**Exercise details**
Please transcribe every record below exactly as it appears.

Source data START

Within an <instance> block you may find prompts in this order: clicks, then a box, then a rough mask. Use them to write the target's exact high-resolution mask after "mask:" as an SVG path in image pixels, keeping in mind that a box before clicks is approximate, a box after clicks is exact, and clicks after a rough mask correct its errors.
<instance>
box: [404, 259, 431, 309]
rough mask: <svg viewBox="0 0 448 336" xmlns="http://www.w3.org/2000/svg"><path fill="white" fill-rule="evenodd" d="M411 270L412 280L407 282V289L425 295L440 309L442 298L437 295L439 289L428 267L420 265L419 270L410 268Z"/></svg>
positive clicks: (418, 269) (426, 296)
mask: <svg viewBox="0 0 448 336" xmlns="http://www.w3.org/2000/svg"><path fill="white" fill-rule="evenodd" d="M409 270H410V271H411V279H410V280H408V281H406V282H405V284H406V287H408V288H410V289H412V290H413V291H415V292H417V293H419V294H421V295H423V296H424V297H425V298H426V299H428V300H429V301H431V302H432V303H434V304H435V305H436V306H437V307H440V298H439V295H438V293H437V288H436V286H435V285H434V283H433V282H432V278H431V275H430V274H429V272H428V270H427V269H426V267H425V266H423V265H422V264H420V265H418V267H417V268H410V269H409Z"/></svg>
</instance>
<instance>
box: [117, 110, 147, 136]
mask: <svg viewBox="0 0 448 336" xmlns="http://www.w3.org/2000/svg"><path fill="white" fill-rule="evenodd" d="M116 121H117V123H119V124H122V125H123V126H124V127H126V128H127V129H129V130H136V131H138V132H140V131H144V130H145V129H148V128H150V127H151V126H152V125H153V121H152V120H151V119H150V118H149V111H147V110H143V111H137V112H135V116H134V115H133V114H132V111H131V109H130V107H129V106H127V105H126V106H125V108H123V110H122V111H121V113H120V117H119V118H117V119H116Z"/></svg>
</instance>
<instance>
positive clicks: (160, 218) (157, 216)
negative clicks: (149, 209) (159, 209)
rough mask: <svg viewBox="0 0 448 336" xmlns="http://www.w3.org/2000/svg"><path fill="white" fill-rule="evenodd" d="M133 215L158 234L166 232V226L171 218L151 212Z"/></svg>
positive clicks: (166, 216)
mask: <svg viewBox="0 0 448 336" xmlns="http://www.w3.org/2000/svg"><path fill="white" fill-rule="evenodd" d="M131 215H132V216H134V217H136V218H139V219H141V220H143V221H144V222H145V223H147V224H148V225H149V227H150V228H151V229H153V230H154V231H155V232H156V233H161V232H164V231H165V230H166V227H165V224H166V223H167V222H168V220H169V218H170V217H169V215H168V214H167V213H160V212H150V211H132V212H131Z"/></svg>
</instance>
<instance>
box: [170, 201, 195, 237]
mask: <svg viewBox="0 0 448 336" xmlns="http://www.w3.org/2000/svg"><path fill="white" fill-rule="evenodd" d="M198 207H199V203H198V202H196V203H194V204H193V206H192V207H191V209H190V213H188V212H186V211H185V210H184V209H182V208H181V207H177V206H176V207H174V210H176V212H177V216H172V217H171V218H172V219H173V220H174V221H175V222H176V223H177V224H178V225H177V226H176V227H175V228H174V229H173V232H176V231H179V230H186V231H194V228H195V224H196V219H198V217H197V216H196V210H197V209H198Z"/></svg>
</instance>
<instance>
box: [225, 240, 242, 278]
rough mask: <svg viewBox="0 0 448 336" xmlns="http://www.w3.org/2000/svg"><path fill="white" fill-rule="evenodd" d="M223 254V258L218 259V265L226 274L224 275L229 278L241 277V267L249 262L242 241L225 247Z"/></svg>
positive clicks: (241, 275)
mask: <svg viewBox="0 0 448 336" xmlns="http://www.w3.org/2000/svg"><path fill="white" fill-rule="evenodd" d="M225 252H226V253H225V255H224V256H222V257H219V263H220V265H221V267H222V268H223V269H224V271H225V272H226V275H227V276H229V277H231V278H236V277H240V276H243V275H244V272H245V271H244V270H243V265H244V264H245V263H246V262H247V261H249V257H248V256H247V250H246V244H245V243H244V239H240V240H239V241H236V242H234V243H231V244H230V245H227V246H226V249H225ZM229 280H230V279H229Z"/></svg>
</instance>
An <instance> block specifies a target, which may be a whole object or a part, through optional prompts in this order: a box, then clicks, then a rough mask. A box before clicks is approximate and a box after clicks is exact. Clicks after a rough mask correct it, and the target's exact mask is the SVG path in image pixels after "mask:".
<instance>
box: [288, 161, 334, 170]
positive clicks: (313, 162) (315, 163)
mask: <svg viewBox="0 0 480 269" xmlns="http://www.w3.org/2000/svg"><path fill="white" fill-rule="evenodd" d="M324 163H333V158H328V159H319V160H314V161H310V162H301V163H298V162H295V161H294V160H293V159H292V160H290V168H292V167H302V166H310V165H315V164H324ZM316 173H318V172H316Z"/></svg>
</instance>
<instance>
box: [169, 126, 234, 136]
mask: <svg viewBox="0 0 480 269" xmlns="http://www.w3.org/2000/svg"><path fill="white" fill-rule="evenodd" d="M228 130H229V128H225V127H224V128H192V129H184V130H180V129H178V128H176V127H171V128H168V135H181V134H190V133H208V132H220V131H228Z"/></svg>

Source data END

**Exercise output**
Within an <instance> block you may find prompts in this order: clicks, then a box, then a rough mask. Use them to write the target's exact high-resolution mask after "mask:" as an SVG path in image pixels, keeping in mind that a box before clicks is approximate, a box after clicks is exact, and clicks after a rough mask correct its errors.
<instance>
box: [404, 259, 431, 309]
rough mask: <svg viewBox="0 0 448 336" xmlns="http://www.w3.org/2000/svg"><path fill="white" fill-rule="evenodd" d="M411 270L412 280L407 282V289L425 295L440 309L442 298L437 295L439 289L428 267L420 265L419 270L410 268Z"/></svg>
positive clicks: (418, 269) (426, 296)
mask: <svg viewBox="0 0 448 336" xmlns="http://www.w3.org/2000/svg"><path fill="white" fill-rule="evenodd" d="M409 270H410V271H411V279H410V280H408V281H406V282H405V284H406V287H408V288H410V289H412V290H413V291H415V292H417V293H419V294H421V295H423V296H424V297H425V298H426V299H428V300H429V301H431V302H432V303H434V304H435V305H436V306H437V307H440V298H439V295H438V293H437V288H436V286H435V285H434V283H433V282H432V278H431V275H430V274H429V272H428V270H427V269H426V267H425V266H423V265H422V264H420V265H418V267H417V268H410V269H409Z"/></svg>
</instance>
<instance>
box: [117, 110, 147, 136]
mask: <svg viewBox="0 0 448 336" xmlns="http://www.w3.org/2000/svg"><path fill="white" fill-rule="evenodd" d="M116 121H117V123H119V124H122V125H123V126H124V127H126V128H127V129H129V130H136V131H138V132H140V131H144V130H145V129H148V128H150V127H151V126H152V125H153V121H152V120H151V119H150V118H149V111H147V110H143V111H137V112H135V116H134V115H133V114H132V111H131V109H130V107H129V106H127V105H126V106H125V108H123V110H122V111H121V113H120V117H119V118H117V119H116Z"/></svg>
</instance>
<instance>
positive clicks: (160, 218) (157, 216)
negative clicks: (149, 209) (159, 209)
rough mask: <svg viewBox="0 0 448 336" xmlns="http://www.w3.org/2000/svg"><path fill="white" fill-rule="evenodd" d="M133 215L158 234L166 232V226L171 218L151 212Z"/></svg>
positive clicks: (166, 216)
mask: <svg viewBox="0 0 448 336" xmlns="http://www.w3.org/2000/svg"><path fill="white" fill-rule="evenodd" d="M131 215H132V216H134V217H136V218H139V219H141V220H143V221H144V222H145V223H147V224H148V225H149V227H150V228H151V229H153V230H154V231H155V232H156V233H161V232H164V231H165V230H166V227H165V224H166V223H167V222H168V220H169V218H170V217H169V215H168V214H167V213H160V212H150V211H132V212H131Z"/></svg>
</instance>
<instance>
box: [170, 201, 195, 237]
mask: <svg viewBox="0 0 448 336" xmlns="http://www.w3.org/2000/svg"><path fill="white" fill-rule="evenodd" d="M198 207H199V203H198V202H196V203H194V204H193V206H192V207H191V209H190V213H188V212H186V211H185V210H184V209H182V208H181V207H177V206H176V207H174V210H176V212H177V216H172V217H171V218H172V219H173V220H174V221H175V222H176V223H177V224H178V225H177V226H176V227H175V228H174V229H173V232H176V231H179V230H186V231H194V228H195V224H196V219H198V217H197V216H196V210H197V209H198Z"/></svg>
</instance>
<instance>
box: [225, 240, 242, 278]
rough mask: <svg viewBox="0 0 448 336" xmlns="http://www.w3.org/2000/svg"><path fill="white" fill-rule="evenodd" d="M223 254V258L218 259V265L226 274L224 275L229 278L241 277V267L249 262L242 241L225 247Z"/></svg>
positive clicks: (241, 275)
mask: <svg viewBox="0 0 448 336" xmlns="http://www.w3.org/2000/svg"><path fill="white" fill-rule="evenodd" d="M225 252H226V253H225V255H224V256H222V257H219V263H220V265H221V267H222V268H223V269H224V271H225V272H226V275H227V276H229V277H231V278H236V277H240V276H243V275H244V272H245V271H244V270H243V265H244V264H245V263H246V262H247V261H249V257H248V256H247V250H246V244H245V243H244V239H240V240H239V241H236V242H234V243H231V244H230V245H227V246H226V249H225ZM229 280H230V279H229Z"/></svg>
</instance>
An <instance> block specifies a target, which may be a whole object or a part, through optional prompts in this order: a box, then clicks, then a rough mask. A box before clicks is approximate and a box after clicks is exact. Clicks after a rough mask correct it, and the target's exact mask is the SVG path in image pixels after "mask:".
<instance>
box: [288, 161, 334, 170]
positive clicks: (313, 162) (315, 163)
mask: <svg viewBox="0 0 480 269" xmlns="http://www.w3.org/2000/svg"><path fill="white" fill-rule="evenodd" d="M324 163H333V158H328V159H319V160H314V161H310V162H301V163H298V162H295V161H294V160H293V159H292V160H290V168H292V167H302V166H310V165H315V164H324ZM316 173H318V172H316Z"/></svg>
</instance>
<instance>
box: [169, 126, 234, 136]
mask: <svg viewBox="0 0 480 269" xmlns="http://www.w3.org/2000/svg"><path fill="white" fill-rule="evenodd" d="M228 130H229V128H225V127H224V128H192V129H184V130H180V129H178V128H176V127H171V128H168V135H181V134H190V133H208V132H220V131H228Z"/></svg>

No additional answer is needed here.